** start **
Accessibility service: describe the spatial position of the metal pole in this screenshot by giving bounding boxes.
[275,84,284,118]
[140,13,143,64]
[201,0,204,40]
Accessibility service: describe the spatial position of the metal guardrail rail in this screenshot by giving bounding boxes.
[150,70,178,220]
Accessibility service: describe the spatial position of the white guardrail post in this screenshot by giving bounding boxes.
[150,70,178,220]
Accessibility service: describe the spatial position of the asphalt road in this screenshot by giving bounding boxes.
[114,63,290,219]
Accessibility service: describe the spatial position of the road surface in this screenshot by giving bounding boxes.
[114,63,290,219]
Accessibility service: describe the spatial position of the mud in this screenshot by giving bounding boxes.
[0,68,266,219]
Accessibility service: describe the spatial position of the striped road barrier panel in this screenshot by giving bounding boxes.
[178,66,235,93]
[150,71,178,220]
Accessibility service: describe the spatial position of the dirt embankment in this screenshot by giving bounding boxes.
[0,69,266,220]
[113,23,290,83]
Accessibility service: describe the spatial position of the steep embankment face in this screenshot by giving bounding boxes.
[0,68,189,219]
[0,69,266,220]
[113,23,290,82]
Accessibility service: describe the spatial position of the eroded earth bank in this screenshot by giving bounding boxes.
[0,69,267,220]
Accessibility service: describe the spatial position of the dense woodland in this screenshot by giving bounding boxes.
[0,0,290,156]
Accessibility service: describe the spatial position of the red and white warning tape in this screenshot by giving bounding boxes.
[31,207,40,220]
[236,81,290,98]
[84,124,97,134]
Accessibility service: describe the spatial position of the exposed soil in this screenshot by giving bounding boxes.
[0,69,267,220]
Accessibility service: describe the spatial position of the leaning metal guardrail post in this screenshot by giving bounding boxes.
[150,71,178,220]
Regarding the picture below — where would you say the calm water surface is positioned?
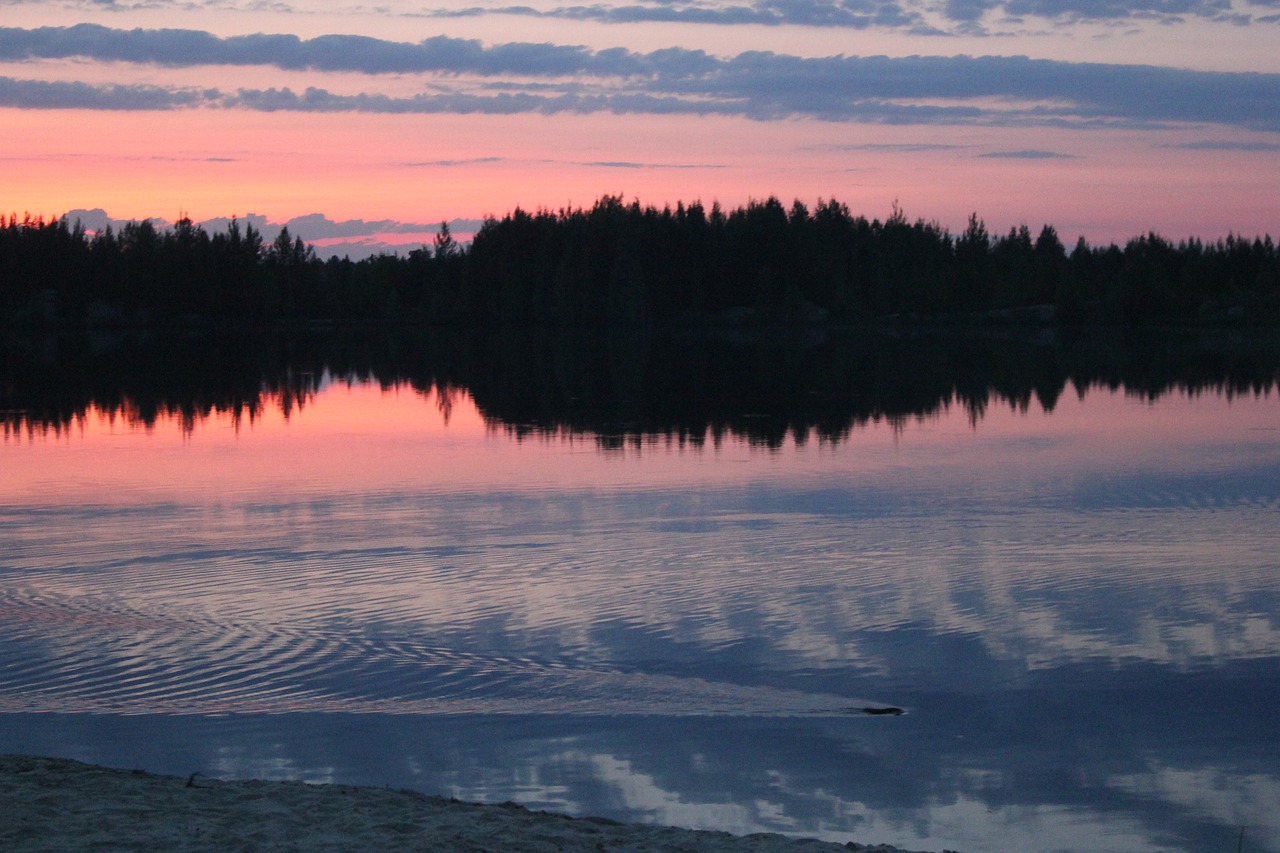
** end **
Present every line of the records above as a Markdown table with the columns Row and Line, numbering the rows and omitting blank lines and pictures.

| Row | Line |
|---|---|
| 1 | Accessibility service: describe the spatial position of the metal pole in this screenshot by giving bounding boxes. |
| 2 | [275,84,284,118] |
| 3 | [140,13,143,64] |
| 4 | [201,0,204,40] |
| 5 | Accessibility service: describe the spatial position of the metal guardrail rail in this screenshot by giving bounding boxes. |
| 6 | [150,70,178,220] |
| 7 | Accessibility service: describe the spatial position of the white guardrail post in this screenshot by giving bounding boxes. |
| 8 | [150,70,178,220] |
| 9 | Accessibility service: describe the spatial position of the asphalt road in this screenshot by giving bounding boxes. |
| 10 | [114,63,290,219] |
| 11 | Accessibility service: describe the spatial position of the road surface in this screenshot by giving bounding boxes. |
| 12 | [114,63,290,219] |
| 13 | Accessibility service: describe the spatial position of the mud in this screenshot by giving bounding boxes. |
| 14 | [0,68,266,219] |
| 15 | Accessibility service: describe the spatial position of the striped road barrier panel in this screenshot by giving bounding boxes. |
| 16 | [178,66,235,93] |
| 17 | [150,71,178,220] |
| 18 | Accessibility service: describe the spatial position of the dirt embankment in this screenshot by giving bounding boxes. |
| 19 | [0,69,266,220] |
| 20 | [113,23,290,83] |
| 21 | Accessibility service: describe the spatial position of the steep embankment face in this screenshot by giving bounding boxes. |
| 22 | [0,68,189,219] |
| 23 | [0,69,266,220] |
| 24 | [113,23,290,82] |
| 25 | Accessibility service: describe the spatial position of the eroded earth bank in this screenshot by giving bounding boxes. |
| 26 | [0,69,267,220] |
| 27 | Accessibility service: describe the spatial position of the dense woodland in this screenshot by giving bounding boxes. |
| 28 | [0,0,290,156] |
| 29 | Accessibility service: describe the spatial position of the red and white warning tape in this screenshot by giving bounding boxes. |
| 30 | [31,207,40,220] |
| 31 | [236,81,290,98] |
| 32 | [84,124,97,134] |
| 33 | Accessibility service: describe the spatial position of the exposed soil in this screenshot by giving bounding boxes. |
| 34 | [0,69,267,220] |
| 35 | Accessibility service: describe the spatial position of the leaning metal guardrail post in this screenshot by giving bounding boxes. |
| 36 | [150,71,178,220] |
| 37 | Regarding the picture below — where would you say the calm water surface is positioned? |